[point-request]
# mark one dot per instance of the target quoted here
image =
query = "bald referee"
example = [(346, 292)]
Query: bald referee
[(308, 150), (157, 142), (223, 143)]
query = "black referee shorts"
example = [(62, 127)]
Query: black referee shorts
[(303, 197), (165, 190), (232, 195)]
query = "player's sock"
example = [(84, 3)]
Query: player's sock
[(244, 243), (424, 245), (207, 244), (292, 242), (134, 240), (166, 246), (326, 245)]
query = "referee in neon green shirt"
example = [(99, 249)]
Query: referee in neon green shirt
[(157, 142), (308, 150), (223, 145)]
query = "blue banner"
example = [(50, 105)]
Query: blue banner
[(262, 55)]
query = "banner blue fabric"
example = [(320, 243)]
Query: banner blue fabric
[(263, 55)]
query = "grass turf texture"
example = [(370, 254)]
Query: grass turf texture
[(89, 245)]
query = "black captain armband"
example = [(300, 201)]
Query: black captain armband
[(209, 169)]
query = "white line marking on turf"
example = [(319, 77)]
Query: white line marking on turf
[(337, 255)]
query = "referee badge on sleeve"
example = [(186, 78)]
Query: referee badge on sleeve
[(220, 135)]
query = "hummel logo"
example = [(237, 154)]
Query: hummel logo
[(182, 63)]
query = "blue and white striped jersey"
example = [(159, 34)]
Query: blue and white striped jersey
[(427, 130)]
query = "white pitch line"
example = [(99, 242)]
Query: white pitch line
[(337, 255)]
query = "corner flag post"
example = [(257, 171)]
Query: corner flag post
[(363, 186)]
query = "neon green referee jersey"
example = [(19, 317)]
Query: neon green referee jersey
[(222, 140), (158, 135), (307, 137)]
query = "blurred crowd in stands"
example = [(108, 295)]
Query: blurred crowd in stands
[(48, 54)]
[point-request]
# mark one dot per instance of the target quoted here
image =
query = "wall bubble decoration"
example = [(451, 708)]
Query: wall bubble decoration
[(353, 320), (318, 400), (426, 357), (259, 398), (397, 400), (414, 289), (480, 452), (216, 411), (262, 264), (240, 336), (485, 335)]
__________
INSTRUCTIONS FOR THE TASK: In every one of the records, switch "referee" to "official" and keep all other text the same.

THE RESPONSE:
[point-request]
# mark one dot per instance of the target quoted here
image =
query = "bald official"
example = [(346, 292)]
Query: bald official
[(308, 150), (157, 142), (223, 143)]
query = "black official shorts"
example = [(62, 127)]
Query: black official shorts
[(303, 197), (165, 190), (232, 195)]
query = "player's sock"
example = [(84, 3)]
Query: player's sock
[(244, 243), (424, 245), (207, 244), (292, 242), (134, 240), (166, 246), (326, 245)]
query = "official in neon green shirt"
example = [(99, 249)]
Query: official in neon green shirt
[(157, 142), (308, 150), (223, 145)]
query = "blue banner"
example = [(50, 105)]
Query: blue banner
[(262, 55)]
query = "banner blue fabric"
example = [(320, 243)]
Query: banner blue fabric
[(263, 55)]
query = "grass turf texture"
example = [(370, 254)]
Query: grass turf texture
[(89, 245)]
query = "black captain armband"
example = [(300, 201)]
Query: black captain armband
[(209, 169)]
query = "white line marking on turf"
example = [(319, 77)]
Query: white line marking on turf
[(337, 255)]
query = "official badge on sleeve"
example = [(186, 78)]
Query: official badge on sleeve
[(220, 135)]
query = "hummel logo"
example = [(237, 154)]
Query: hummel logo
[(182, 63)]
query = "blue and white striped jersey"
example = [(159, 34)]
Query: blue and white striped jersey
[(427, 130)]
query = "white pitch line"
example = [(99, 242)]
Query: white pitch line
[(337, 255)]
query = "corner flag post"
example = [(257, 171)]
Query: corner flag post
[(363, 186)]
query = "neon green official jersey"
example = [(19, 317)]
Query: neon green official jersey
[(222, 140), (158, 135), (307, 137)]
query = "blurred crowd in stands"
example = [(108, 295)]
Query: blurred crowd in stands
[(48, 54)]
[point-request]
# mark one dot per instance of the target quoted here
image =
query = "wall bubble decoration"
example = [(451, 708)]
Query: wall bubble decoration
[(353, 320), (318, 400), (426, 357), (259, 398), (397, 400), (414, 289), (480, 452), (216, 411), (262, 264), (240, 336), (485, 335)]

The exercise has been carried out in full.